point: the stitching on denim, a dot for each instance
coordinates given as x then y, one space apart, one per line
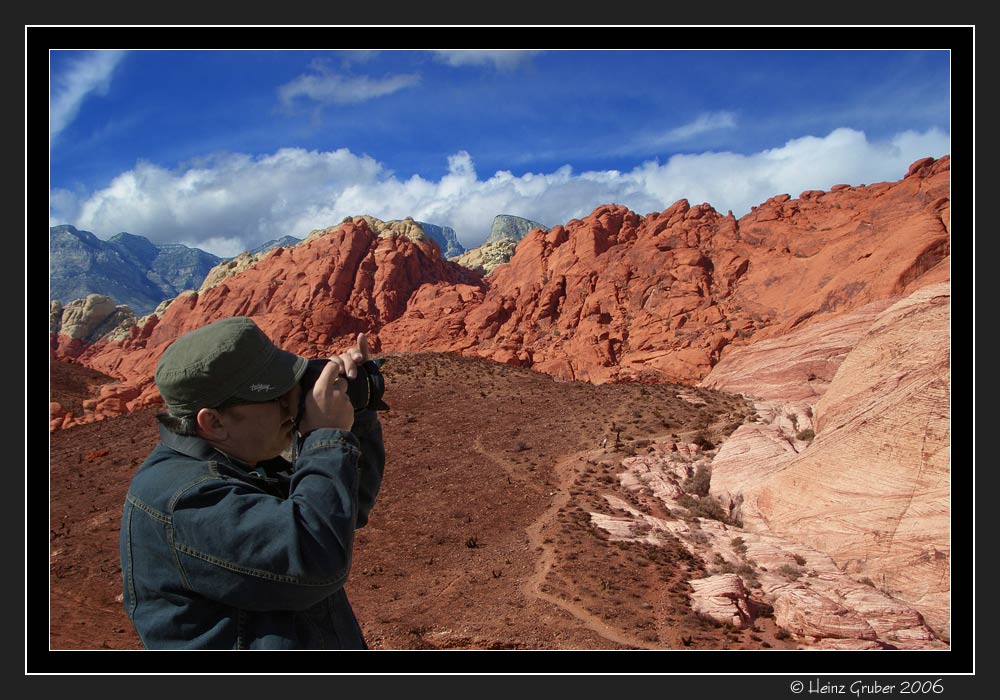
177 560
129 579
339 442
241 617
187 487
267 575
147 509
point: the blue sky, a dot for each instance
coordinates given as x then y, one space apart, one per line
226 149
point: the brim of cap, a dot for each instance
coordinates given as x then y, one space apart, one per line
282 372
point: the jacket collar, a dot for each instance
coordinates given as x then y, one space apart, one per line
200 449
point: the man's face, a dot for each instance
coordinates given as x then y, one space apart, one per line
259 431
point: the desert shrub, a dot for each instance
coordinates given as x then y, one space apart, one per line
703 507
699 482
702 441
789 571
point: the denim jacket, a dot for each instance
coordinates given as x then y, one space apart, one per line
217 554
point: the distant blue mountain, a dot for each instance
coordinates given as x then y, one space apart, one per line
283 242
445 237
136 272
128 268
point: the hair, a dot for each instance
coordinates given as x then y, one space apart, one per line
186 425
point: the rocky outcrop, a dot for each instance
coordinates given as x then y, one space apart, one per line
752 572
487 257
499 246
445 237
314 298
871 488
268 246
507 226
82 322
612 297
617 296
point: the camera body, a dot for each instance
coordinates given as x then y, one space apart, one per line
365 390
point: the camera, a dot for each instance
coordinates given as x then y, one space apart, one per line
365 390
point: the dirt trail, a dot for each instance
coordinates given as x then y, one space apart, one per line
567 471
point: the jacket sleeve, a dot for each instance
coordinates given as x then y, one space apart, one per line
371 464
255 551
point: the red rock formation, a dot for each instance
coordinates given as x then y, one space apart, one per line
614 296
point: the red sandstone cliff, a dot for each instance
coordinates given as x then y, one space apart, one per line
614 296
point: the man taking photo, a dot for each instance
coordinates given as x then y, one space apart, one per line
225 544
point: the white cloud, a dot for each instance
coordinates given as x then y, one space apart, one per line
501 59
230 203
327 87
89 74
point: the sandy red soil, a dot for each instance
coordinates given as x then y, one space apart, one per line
481 537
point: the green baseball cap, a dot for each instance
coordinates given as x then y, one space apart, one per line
230 358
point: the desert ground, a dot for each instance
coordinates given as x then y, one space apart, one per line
481 538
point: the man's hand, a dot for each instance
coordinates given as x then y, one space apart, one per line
327 405
355 356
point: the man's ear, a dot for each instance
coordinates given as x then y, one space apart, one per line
211 425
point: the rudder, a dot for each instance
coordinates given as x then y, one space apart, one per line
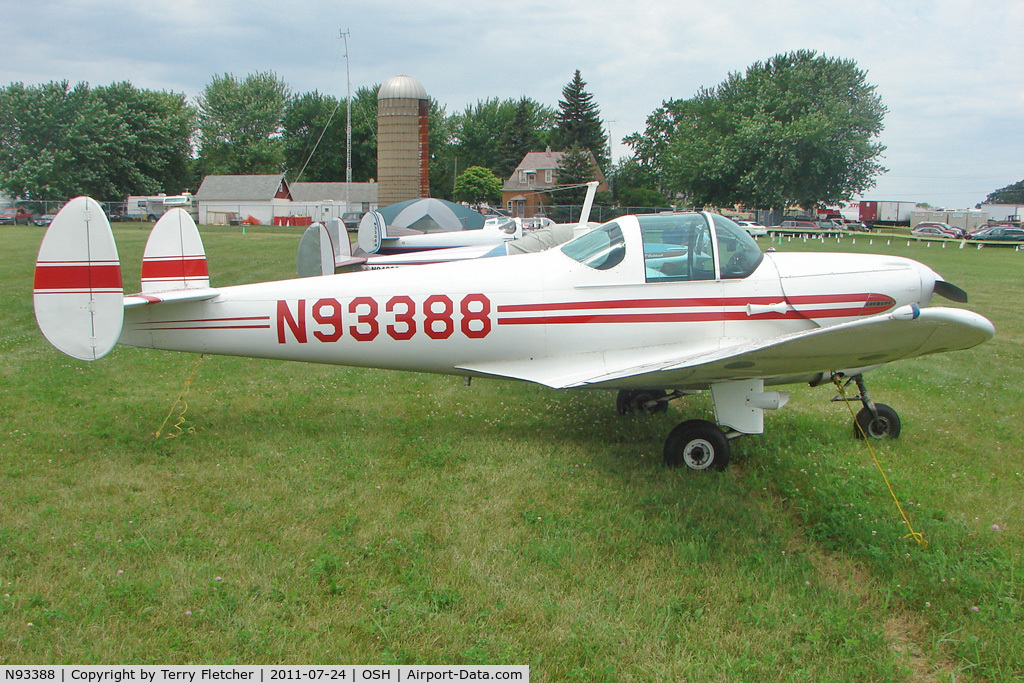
174 257
77 294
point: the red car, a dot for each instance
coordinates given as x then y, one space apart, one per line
12 216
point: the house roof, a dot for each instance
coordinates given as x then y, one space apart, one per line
542 161
242 187
363 193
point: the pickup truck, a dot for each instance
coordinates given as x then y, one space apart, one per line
12 216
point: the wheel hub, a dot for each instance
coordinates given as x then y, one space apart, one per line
698 454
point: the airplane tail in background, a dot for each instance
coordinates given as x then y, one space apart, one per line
373 230
78 294
174 257
325 248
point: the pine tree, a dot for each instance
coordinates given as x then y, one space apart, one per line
579 122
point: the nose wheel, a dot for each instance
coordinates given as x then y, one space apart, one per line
873 420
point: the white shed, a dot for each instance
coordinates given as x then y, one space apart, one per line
223 198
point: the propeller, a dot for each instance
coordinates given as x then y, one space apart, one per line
950 291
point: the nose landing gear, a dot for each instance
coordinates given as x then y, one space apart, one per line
873 420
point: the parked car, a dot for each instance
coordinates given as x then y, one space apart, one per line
930 229
799 225
998 233
754 229
351 219
15 216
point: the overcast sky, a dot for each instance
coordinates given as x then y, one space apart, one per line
951 72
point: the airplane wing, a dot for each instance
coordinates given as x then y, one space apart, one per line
904 333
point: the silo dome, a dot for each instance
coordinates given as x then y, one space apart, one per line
401 87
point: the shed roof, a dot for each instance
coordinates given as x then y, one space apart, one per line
243 187
334 191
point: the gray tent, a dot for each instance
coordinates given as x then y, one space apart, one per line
430 215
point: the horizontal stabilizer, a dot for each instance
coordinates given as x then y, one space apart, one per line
78 293
178 296
174 257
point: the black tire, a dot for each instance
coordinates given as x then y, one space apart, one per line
634 400
697 444
887 425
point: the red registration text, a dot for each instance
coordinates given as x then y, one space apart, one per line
364 318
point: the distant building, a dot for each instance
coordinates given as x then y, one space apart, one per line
268 199
223 199
1004 213
324 201
402 140
526 191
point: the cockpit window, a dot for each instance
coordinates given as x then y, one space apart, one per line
677 247
738 253
601 249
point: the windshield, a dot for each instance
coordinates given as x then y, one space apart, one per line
677 247
601 249
738 253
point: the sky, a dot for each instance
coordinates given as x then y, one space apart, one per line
950 72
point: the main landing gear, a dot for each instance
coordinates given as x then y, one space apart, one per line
873 420
705 445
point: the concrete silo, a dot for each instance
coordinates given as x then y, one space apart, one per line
402 140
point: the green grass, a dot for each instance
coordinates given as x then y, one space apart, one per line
320 514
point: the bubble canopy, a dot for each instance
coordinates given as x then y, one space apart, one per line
676 247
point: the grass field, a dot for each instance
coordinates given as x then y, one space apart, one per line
314 514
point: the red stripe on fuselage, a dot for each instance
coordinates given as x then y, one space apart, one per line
678 303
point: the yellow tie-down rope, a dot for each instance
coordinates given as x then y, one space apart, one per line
867 440
180 400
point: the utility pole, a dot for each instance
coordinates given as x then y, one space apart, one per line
348 127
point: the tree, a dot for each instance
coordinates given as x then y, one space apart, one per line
240 123
1010 195
60 141
635 184
156 141
314 138
798 129
526 132
498 133
579 122
477 184
442 158
574 168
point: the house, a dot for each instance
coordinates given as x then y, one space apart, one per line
526 191
324 201
222 199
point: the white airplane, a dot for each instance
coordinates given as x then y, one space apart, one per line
654 306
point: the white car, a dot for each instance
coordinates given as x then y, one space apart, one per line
754 229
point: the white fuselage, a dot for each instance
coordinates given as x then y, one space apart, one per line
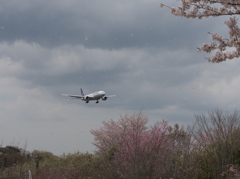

## Brief
Find each line in the data above that contains the string "camera", and copy those lines in full.

## Solution
point: the camera body, a dot for each instance
point: the camera, a dot for each instance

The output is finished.